Given request:
Revise the data from the line with "Reviewer note: every instance of the round" up to and including the line with "column 156, row 126", putting "circular stone tower" wherever "round stone tower" appears and leaving everything else unchanged.

Supplied material:
○ ○ ○ ○ ○ ○ ○

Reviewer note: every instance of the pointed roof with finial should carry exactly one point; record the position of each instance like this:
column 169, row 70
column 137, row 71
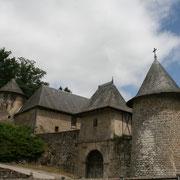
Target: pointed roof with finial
column 12, row 86
column 156, row 81
column 107, row 95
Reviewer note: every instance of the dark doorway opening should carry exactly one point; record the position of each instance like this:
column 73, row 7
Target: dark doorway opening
column 94, row 165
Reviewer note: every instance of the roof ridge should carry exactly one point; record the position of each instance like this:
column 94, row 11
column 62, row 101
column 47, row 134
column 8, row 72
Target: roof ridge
column 12, row 86
column 65, row 92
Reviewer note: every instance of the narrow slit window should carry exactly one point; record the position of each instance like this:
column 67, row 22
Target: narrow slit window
column 5, row 97
column 95, row 122
column 56, row 129
column 73, row 121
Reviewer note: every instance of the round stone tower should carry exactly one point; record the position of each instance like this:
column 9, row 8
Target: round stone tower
column 156, row 126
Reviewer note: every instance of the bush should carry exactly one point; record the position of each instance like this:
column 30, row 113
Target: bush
column 17, row 143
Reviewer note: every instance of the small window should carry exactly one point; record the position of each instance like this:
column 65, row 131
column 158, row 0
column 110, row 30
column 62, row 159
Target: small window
column 73, row 121
column 95, row 122
column 56, row 129
column 5, row 97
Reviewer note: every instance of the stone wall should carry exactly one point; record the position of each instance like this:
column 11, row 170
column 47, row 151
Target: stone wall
column 47, row 120
column 64, row 147
column 156, row 136
column 26, row 118
column 110, row 123
column 116, row 156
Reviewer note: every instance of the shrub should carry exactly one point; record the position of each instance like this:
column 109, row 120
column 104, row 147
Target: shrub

○ ○ ○ ○ ○ ○ ○

Solution below:
Reviewer note: every instance of the circular stone tower should carry exactly one point; record the position of each instance like this:
column 9, row 8
Target: circular stone tower
column 156, row 126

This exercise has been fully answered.